Document excerpt:
════════════════════
Heatstroke During Endurance Exercise: Is There Evidence for Excessive Endothermy?

Dale E. Rae; Gideon J. Knobel; Theresa Mann; Jeroen Swart; Ross Tucker; Timothy D. Noakes


Med Sci Sports Exerc. 2008;40(7):1193-1204. 

In This Article

Case 3

This case is somewhat different from the first two. A 32-yr-old man (1.75 m, 110 kg, BMI of 36) participated in his first Argus Cycle Tour. He was reportedly active and without significant medical illness. He began the race at 9 h 1 min and was discovered apneic and unconscious after 5h of cycling, apparently having experienced a cardiac arrest perhaps because of hyperthermia. He was resuscitated by paramedics who intubated him and ventilated him manually. When he arrived at the hospital at 16 h 00 min, he was comatose, with a rectal temperature of 39.0°C, blood pressure of 100/60 mm Hg, and a heart rate of 120 bpm. Initial treatment included ventilation, but there is no traceable record of whether he received electrical defibrillation at any time after his collapse. The results of blood samples taken at that time are presented in Table 4 . Twenty-four hours later, blood tests showed that his myoglobin level was >700 ng·mL-1 (normal range = 16-76 ng·mL-1), CK-MB activity was 48.6 ng·mL-1 (normal range = 0-5 ng·mL-1), and troponin T concentration was 0.26 μg·L-1 (normal range = 0-0.05 μg·L-1), all suggestive of cardiac injury. Unfortunately, the hospital chose not to make the ECG traces available. He experienced seizures for 2 d, for which he was treated with diphenylhydantoin sodium. A CT scan was normal. He also developed acute renal failure for which he underwent hemodialysis. During the following week, his condition stabilized, but he required ventilation. A series of chest x-rays during his hospitalization were normal. Ten days after hospital admission an electroencephalogram (EEG) failed to record any spontaneous brain function. He developed septicemia 2 wk after hospitalization and was treated appropriately with the antibiotics metronidazole, vancomycin, and meropenem. A CT scan revealed diffuse cerebral swelling while his state of oliguric renal failure persisted. His condition deteriorated progressively until his death, 17 d after the race. The final diagnosis made by the physician treating the patient was recorded as cardiac arrest during physical exertion, exertional heatstroke, acute renal failure, brain damage (possibly secondary to hyperthermia or hypoxia), and a terminal septicemia.

Autopsy revealed a mildly enlarged heart with no significant occlusive coronary artery disease, but there was mild to moderate atherosclerosis in the large arteries. There was also evidence of previous episodes of microinfarction. The pathologist's summary stated that the patient had evidence of chronic ischemic heart disease, early bronchopneumonia, and acute tubular necrosis with hemoglobin cylinders. The cause of death was undetermined, but the pathologist considered that the findings were consistent with heatstroke and its consequences.
════════════════════
Given information:
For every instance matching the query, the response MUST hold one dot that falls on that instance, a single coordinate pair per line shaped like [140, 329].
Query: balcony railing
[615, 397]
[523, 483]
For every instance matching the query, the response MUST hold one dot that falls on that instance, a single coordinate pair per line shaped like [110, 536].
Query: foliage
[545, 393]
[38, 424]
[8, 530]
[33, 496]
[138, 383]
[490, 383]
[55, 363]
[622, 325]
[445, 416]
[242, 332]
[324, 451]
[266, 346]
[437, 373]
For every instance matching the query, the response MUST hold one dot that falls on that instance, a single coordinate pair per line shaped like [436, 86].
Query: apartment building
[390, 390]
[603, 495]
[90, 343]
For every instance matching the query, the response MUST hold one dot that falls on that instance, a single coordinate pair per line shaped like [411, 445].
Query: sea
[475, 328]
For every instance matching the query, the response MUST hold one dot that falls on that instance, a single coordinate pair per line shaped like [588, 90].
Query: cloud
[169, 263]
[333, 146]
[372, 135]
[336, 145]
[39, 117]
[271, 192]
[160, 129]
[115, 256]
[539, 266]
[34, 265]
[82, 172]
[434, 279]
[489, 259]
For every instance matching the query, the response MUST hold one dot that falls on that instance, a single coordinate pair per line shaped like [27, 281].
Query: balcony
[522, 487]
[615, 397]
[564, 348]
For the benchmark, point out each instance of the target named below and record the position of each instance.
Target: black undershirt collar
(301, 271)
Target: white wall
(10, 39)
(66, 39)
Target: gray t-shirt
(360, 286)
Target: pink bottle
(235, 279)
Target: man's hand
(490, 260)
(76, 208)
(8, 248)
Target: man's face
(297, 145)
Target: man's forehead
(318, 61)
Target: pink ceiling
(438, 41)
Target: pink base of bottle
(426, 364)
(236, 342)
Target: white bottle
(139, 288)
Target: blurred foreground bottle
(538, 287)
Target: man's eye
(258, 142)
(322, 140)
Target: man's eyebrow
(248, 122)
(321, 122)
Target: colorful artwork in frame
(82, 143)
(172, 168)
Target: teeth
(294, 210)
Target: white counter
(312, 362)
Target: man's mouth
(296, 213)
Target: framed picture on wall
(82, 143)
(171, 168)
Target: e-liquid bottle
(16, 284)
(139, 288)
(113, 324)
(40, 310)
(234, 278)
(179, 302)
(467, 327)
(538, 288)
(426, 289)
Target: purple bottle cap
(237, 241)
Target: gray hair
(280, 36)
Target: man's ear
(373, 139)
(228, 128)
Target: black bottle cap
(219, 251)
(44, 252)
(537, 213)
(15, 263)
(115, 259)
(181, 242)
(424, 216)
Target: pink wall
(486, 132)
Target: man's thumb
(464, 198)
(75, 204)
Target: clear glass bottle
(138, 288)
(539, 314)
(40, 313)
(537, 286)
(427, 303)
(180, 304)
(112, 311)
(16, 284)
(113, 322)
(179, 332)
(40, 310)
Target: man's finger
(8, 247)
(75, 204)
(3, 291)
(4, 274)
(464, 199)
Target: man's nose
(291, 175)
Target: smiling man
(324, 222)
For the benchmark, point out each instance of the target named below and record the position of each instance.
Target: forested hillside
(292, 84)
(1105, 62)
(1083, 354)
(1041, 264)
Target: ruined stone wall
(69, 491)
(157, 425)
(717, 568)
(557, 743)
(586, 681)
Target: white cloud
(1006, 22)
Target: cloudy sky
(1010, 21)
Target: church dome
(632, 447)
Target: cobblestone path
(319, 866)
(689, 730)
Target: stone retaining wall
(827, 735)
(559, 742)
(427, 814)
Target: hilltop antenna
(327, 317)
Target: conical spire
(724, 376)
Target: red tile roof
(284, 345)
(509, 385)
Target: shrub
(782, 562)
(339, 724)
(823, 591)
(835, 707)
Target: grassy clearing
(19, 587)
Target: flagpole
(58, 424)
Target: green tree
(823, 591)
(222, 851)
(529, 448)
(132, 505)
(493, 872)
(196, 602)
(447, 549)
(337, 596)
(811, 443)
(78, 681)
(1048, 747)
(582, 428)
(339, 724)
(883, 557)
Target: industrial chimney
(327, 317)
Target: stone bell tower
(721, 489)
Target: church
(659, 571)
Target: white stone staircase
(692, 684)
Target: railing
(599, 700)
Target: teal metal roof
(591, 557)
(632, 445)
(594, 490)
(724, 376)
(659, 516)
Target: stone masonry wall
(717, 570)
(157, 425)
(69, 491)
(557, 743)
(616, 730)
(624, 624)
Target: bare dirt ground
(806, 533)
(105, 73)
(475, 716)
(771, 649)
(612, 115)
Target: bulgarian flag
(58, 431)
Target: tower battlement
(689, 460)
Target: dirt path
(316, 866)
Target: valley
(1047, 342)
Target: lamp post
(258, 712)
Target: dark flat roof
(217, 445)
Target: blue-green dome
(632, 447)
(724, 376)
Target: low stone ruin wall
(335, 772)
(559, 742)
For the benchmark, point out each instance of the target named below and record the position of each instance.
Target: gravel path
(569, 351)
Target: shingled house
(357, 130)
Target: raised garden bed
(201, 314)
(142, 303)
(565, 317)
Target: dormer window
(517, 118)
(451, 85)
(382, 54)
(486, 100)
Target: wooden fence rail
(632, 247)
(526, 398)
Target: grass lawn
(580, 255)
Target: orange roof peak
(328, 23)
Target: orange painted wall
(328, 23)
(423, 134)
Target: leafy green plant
════════════════════
Problems to solve:
[A] Rewrite the passage of the Case 3 report starting at "Autopsy revealed a" and ending at "and its consequences.", changing "pathologist's summary" to "pathology report".
[B] Answer these questions from the Case 3 report.
(i) What was the man's rectal temperature when he arrived at the hospital?
(ii) How many days after the race did he die?
(iii) What did the autopsy show about coronary artery disease?
The records were taken from a different source.

Solved problems:
[A]
Autopsy revealed a mildly enlarged heart with no significant occlusive coronary artery disease, but there was mild to moderate atherosclerosis in the large arteries. There was also evidence of previous episodes of microinfarction. The pathology report stated that the patient had evidence of chronic ischemic heart disease, early bronchopneumonia, and acute tubular necrosis with hemoglobin cylinders. The cause of death was undetermined, but the pathologist considered that the findings were consistent with heatstroke and its consequences.

[B]
(i) 39.0°C
(ii) 17 days
(iii) There was no significant occlusive coronary artery disease.